作家志望者だったころは、夢を追うためのエネルギーについてよく考えていました。

私にはエネルギーがないので、有効に活用しなければ作家になれないと考えていたからです。

今回は夢を追うときのエネルギーの話です。



エネルギーには2種類ある

おおざっぱに言って、夢を追うときのエネルギーには以下の2種類があると考えています。

  1. 「負けたくない!」というネガティブエネルギー

  2. 「楽しいなあ!」というポジティブエネルギー


おそらく、この2つは混ざっており、どちらか一方だけを使うということはないと思いますが、私が作家志望者だったころは、9割くらいは1のネガティブエネルギーを使っていました。

それぞれを簡単に説明していきましょう。


1.ネガティブエネルギー

1つ目は「負けたくない!」というネガティブエネルギーです。

簡単にセリフで表現すると、以下のような感じのエネルギーです。

「絶対にあいつらを見返してやる!」
「俺の才能を世間に認めさせてやる!」
「落選させた奴らに目にもの見せてやる!」


性質はこんな感じかなと思います。

  • 源泉       : 恐怖

  • エネルギーレベル : 高い

  • 注意点

    • 満足すると消えてしまう

    • 自分を責める方向に働くこともある


ネガティブエネルギーの源泉は恐怖でしょう。

生き物の一番の恐怖は死ぬことです。

「負けたくない」というのは要するに「死にたくない」ということですね。

負け(死)を回避するために、文字通り、死に物狂いで発揮されるのがネガティブエネルギーです。


ですから、エネルギーレベルはかなり高いです。

夢を追うエネルギーとしてはとても優秀だと思います。


注意点としては、満たされると消えてしまうので、いつも不満足でいなければならないことです。

*****

やることリスト:
1. 本文中の一文「生き物の一番の恐怖は死ぬことです。」を英語に訳せ。
2. 本文を2文で要約せよ。
3. 本文の一部を一字一句そのまま書き写せ。「2. 「楽しいなあ!」というポジティブエネルギー」を含むところから始め、「1つ目は「負けたくない!」というネガティブエネルギーです。」で止めること。

座標アノテーション記録
*****

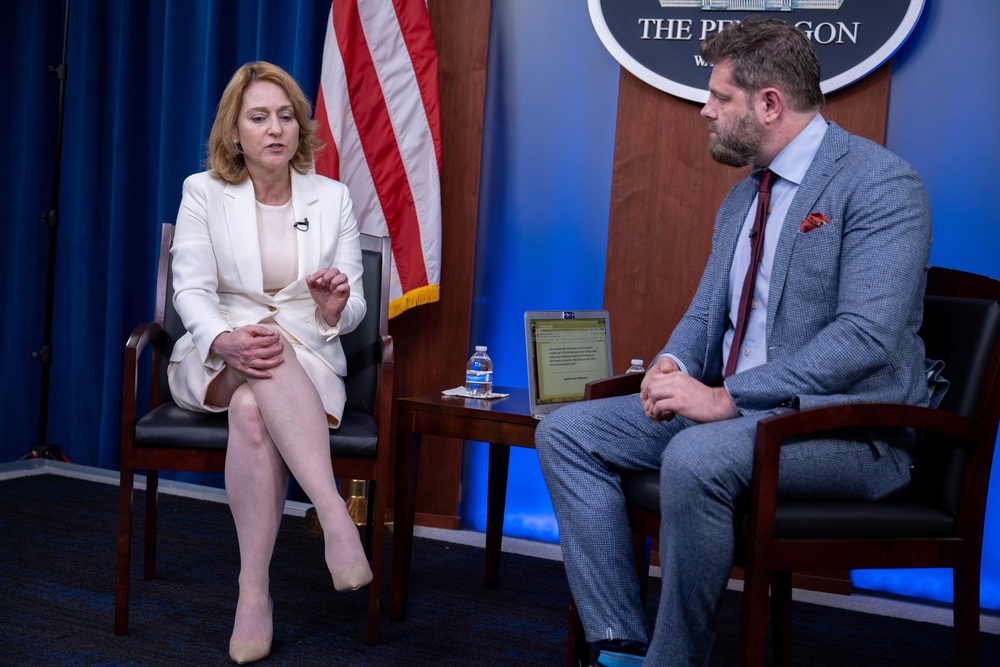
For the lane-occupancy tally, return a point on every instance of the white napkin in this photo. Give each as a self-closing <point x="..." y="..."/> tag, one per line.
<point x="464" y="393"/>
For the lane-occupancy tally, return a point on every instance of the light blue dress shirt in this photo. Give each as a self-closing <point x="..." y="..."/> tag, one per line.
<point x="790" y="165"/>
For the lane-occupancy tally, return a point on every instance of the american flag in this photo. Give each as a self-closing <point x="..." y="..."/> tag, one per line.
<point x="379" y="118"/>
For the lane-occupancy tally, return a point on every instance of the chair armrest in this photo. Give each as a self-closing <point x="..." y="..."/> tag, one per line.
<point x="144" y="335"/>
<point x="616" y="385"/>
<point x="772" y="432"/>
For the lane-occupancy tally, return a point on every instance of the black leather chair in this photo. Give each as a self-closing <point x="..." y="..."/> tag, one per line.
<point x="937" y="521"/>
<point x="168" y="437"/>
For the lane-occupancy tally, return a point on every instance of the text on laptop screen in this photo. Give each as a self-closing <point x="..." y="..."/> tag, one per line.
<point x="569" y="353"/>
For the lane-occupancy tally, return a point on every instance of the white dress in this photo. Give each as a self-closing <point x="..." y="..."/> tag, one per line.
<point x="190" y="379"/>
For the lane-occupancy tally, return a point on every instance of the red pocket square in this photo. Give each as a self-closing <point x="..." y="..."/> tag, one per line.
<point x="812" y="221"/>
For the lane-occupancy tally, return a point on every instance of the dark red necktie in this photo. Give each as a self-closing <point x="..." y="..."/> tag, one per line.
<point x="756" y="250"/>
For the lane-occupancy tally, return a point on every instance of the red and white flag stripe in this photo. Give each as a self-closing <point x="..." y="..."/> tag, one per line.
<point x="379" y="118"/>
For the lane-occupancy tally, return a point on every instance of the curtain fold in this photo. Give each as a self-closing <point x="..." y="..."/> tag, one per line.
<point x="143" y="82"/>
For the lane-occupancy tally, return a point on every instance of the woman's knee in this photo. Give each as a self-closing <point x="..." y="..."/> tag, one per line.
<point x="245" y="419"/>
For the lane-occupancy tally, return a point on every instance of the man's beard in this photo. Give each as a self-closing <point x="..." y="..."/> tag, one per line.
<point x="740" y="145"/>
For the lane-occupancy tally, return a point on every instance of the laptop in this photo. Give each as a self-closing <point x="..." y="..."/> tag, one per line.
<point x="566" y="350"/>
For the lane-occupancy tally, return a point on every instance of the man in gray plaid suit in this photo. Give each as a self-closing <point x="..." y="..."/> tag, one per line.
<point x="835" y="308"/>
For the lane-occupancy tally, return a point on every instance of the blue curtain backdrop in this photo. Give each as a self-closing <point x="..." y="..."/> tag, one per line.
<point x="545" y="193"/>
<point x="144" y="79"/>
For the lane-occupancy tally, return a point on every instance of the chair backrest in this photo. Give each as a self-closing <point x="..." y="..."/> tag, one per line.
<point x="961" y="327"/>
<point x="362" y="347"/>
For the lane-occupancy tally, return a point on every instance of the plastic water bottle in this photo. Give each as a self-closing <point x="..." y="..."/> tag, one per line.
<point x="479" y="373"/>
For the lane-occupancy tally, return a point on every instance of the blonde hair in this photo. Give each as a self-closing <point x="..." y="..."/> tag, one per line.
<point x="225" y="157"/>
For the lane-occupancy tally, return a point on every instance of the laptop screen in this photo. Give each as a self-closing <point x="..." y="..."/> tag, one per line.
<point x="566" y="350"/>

*****

解答例:
1. The greatest fear of living creatures is dying.

2. 夢を追うときのエネルギーには「負けたくない!」というネガティブエネルギーと「楽しいなあ!」というポジティブエネルギーの2種類があり、作家志望者だったころの筆者は9割くらいネガティブエネルギーを使っていた。ネガティブエネルギーは恐怖を源泉とし、エネルギーレベルが高く夢を追うエネルギーとして優秀だが、満たされると消えてしまうので、いつも不満足でいなければならないという注意点がある。

3.
2. 「楽しいなあ!」というポジティブエネルギー


おそらく、この2つは混ざっており、どちらか一方だけを使うということはないと思いますが、私が作家志望者だったころは、9割くらいは1のネガティブエネルギーを使っていました。

それぞれを簡単に説明していきましょう。


1.ネガティブエネルギー

1つ目は「負けたくない!」というネガティブエネルギーです。